» What needs to be done:
Return every line of the listing that contains the word "cookie".

» Data to process:
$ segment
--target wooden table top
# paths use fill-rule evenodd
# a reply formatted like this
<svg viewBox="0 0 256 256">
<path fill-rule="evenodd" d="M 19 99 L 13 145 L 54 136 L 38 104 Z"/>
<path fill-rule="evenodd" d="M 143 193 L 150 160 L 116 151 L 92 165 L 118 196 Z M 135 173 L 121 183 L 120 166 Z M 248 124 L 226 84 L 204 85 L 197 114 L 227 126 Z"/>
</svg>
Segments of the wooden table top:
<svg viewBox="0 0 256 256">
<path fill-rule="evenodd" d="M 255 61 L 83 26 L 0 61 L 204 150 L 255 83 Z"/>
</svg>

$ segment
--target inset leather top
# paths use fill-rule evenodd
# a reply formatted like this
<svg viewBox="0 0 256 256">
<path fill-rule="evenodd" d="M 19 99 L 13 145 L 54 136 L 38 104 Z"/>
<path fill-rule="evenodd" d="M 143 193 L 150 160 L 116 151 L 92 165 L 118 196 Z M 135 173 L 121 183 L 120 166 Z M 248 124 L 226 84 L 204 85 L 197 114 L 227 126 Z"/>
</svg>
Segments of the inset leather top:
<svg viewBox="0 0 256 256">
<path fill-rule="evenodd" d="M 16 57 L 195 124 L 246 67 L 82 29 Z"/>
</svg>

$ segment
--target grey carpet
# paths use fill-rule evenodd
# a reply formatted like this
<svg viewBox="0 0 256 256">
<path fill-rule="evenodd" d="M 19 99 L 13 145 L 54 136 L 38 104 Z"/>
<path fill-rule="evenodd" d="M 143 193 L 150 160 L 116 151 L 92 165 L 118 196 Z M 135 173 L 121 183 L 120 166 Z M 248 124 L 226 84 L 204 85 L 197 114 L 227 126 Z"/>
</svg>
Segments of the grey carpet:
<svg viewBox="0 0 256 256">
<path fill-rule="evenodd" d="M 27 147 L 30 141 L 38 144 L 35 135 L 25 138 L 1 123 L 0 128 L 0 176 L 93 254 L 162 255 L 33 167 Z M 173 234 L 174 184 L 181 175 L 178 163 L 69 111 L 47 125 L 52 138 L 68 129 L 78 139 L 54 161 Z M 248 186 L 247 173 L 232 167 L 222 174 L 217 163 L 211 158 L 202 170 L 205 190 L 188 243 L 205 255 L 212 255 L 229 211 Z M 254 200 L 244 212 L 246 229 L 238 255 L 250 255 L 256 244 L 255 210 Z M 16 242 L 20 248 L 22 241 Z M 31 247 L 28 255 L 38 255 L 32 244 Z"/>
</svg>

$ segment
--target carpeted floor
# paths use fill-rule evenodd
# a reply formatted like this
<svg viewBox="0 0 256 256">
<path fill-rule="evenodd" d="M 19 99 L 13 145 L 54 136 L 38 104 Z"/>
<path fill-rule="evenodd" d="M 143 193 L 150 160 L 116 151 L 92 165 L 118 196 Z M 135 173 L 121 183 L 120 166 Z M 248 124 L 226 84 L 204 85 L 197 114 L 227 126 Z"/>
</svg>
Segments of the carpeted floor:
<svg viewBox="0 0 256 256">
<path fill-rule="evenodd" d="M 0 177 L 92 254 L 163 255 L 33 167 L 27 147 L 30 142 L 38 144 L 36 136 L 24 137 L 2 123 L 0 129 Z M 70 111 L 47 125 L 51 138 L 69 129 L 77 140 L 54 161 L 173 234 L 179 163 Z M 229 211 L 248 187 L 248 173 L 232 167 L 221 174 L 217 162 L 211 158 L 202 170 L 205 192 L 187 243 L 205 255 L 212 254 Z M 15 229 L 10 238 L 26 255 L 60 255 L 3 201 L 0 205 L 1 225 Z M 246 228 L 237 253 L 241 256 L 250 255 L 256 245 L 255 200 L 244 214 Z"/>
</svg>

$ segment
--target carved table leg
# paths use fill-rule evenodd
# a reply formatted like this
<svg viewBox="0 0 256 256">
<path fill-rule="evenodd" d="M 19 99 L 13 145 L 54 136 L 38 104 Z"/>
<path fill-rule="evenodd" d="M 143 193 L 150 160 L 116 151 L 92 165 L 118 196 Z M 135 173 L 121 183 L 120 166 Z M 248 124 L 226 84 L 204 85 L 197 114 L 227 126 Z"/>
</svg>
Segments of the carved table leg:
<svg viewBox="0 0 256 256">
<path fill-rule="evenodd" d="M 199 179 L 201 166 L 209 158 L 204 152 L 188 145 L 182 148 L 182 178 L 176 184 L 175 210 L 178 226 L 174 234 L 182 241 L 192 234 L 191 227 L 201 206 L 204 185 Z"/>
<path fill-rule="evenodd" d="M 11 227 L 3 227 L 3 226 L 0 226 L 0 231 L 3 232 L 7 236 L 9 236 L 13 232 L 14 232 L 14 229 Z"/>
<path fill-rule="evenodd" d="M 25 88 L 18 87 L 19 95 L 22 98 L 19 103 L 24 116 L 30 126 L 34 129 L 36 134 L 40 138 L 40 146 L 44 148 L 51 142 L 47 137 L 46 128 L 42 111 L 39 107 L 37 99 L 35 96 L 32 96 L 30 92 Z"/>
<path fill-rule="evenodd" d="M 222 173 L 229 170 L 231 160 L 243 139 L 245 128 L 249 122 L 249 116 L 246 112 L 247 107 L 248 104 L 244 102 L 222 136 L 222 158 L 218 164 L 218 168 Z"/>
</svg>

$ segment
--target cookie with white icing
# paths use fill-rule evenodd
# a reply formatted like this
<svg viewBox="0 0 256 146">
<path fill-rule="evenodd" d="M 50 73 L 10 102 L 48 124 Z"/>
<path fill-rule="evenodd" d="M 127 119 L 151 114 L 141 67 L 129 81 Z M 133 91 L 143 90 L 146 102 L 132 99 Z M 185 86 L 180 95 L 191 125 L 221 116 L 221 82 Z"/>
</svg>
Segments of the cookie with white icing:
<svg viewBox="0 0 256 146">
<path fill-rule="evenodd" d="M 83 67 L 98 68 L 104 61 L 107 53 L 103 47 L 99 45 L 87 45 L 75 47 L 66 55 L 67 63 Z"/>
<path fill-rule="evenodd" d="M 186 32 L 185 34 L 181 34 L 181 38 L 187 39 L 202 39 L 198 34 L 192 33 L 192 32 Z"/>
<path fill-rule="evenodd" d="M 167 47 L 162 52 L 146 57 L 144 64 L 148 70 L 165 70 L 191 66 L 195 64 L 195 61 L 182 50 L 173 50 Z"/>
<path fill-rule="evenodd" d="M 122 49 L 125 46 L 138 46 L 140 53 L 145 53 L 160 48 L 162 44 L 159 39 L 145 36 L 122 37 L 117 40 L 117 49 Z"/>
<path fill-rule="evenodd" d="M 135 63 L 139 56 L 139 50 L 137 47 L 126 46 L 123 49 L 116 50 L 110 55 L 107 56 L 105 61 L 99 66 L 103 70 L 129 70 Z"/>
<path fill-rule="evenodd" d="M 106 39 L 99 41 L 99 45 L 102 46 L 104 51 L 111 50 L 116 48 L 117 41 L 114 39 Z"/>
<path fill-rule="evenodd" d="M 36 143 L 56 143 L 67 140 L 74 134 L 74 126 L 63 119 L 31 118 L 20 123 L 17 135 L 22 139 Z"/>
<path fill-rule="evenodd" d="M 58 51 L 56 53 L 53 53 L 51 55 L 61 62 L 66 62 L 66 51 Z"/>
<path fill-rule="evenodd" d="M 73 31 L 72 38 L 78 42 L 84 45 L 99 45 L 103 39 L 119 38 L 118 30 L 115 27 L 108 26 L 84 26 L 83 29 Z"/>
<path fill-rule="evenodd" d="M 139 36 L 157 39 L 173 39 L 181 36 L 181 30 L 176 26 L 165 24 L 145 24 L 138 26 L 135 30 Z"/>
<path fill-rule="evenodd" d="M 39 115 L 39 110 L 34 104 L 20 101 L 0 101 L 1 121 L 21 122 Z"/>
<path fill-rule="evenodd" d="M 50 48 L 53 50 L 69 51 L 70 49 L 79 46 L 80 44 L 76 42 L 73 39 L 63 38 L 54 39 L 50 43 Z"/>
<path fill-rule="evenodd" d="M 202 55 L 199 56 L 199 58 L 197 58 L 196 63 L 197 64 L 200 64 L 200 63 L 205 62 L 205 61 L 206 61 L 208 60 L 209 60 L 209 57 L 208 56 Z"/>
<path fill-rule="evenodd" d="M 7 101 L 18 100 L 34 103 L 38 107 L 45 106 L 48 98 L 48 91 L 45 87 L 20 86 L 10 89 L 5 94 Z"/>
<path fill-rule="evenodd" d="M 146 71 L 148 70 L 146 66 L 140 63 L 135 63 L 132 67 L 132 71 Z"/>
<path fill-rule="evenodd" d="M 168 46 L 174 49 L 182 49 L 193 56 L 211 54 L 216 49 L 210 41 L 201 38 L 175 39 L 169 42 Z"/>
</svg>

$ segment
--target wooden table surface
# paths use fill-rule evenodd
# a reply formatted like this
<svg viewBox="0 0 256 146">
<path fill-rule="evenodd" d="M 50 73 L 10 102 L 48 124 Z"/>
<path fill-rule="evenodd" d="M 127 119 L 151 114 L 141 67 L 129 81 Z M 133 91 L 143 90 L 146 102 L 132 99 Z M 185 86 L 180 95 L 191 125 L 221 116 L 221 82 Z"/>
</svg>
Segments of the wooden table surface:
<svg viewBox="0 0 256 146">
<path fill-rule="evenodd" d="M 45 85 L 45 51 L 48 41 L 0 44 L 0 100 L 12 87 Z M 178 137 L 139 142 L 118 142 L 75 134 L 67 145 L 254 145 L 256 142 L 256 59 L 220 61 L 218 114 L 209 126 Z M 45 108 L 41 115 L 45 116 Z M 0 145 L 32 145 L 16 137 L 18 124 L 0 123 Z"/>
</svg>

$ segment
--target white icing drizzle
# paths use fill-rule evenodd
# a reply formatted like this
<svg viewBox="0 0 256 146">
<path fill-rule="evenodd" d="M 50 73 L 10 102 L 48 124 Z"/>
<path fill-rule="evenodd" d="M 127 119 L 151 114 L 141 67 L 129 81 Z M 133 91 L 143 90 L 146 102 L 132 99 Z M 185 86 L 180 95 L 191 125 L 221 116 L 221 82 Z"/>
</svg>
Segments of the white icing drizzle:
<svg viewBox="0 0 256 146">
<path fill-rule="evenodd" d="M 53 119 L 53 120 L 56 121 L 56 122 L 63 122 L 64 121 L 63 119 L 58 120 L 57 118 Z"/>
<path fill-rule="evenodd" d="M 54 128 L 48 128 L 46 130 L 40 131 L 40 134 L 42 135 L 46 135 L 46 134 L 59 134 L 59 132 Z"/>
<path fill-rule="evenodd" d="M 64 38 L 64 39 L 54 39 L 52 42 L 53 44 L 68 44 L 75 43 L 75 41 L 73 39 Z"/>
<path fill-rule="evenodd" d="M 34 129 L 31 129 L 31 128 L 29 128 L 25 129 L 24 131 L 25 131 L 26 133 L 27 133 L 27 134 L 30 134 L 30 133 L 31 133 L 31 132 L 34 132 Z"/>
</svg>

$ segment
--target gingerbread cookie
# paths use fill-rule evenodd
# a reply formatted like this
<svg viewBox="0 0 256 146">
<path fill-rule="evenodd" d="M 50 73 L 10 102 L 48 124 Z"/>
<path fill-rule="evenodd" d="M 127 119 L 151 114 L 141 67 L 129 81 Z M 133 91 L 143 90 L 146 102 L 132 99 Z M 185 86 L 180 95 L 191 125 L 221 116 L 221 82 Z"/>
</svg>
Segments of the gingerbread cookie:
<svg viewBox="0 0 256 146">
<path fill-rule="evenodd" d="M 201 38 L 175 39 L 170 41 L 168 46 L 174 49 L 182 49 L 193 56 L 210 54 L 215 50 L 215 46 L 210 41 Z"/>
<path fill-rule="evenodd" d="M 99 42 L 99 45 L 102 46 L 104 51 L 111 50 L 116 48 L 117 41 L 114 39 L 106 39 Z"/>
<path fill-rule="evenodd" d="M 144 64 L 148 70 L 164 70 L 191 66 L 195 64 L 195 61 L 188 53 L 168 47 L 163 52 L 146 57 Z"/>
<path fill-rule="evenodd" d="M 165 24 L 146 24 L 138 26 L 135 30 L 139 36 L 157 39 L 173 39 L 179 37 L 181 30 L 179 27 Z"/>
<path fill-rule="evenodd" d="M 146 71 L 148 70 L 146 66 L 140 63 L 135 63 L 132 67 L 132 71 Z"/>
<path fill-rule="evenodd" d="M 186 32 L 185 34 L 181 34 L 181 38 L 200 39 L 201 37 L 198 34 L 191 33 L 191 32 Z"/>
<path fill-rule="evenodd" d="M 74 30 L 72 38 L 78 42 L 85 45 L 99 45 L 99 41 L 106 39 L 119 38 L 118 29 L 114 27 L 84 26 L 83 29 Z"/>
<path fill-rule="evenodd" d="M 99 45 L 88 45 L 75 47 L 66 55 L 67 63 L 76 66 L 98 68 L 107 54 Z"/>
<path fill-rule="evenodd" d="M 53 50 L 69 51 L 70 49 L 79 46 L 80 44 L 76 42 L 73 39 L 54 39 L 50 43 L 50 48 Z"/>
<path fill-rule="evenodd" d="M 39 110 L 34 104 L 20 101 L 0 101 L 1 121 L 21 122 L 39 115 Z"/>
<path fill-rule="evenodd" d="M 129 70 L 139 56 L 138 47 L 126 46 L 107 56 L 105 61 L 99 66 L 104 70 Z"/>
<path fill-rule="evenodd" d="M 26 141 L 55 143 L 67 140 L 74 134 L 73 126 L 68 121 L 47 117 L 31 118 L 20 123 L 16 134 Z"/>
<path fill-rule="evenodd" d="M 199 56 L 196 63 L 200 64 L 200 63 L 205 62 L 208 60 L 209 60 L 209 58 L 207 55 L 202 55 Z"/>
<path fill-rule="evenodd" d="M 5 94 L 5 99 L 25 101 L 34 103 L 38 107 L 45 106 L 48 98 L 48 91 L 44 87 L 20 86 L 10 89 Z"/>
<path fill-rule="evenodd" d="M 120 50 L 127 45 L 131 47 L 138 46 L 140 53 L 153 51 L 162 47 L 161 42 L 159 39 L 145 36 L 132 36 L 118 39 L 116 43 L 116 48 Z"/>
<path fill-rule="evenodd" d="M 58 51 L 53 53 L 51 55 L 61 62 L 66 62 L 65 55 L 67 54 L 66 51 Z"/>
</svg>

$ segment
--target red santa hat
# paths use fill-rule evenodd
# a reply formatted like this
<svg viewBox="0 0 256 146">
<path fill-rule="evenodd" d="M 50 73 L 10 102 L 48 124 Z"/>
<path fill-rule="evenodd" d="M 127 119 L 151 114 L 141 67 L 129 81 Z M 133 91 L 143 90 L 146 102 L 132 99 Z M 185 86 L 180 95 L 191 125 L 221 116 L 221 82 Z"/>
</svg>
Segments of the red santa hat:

» The reply:
--target cookie with white icing
Segments of the cookie with white icing:
--target gingerbread cookie
Segments of the gingerbread cookie:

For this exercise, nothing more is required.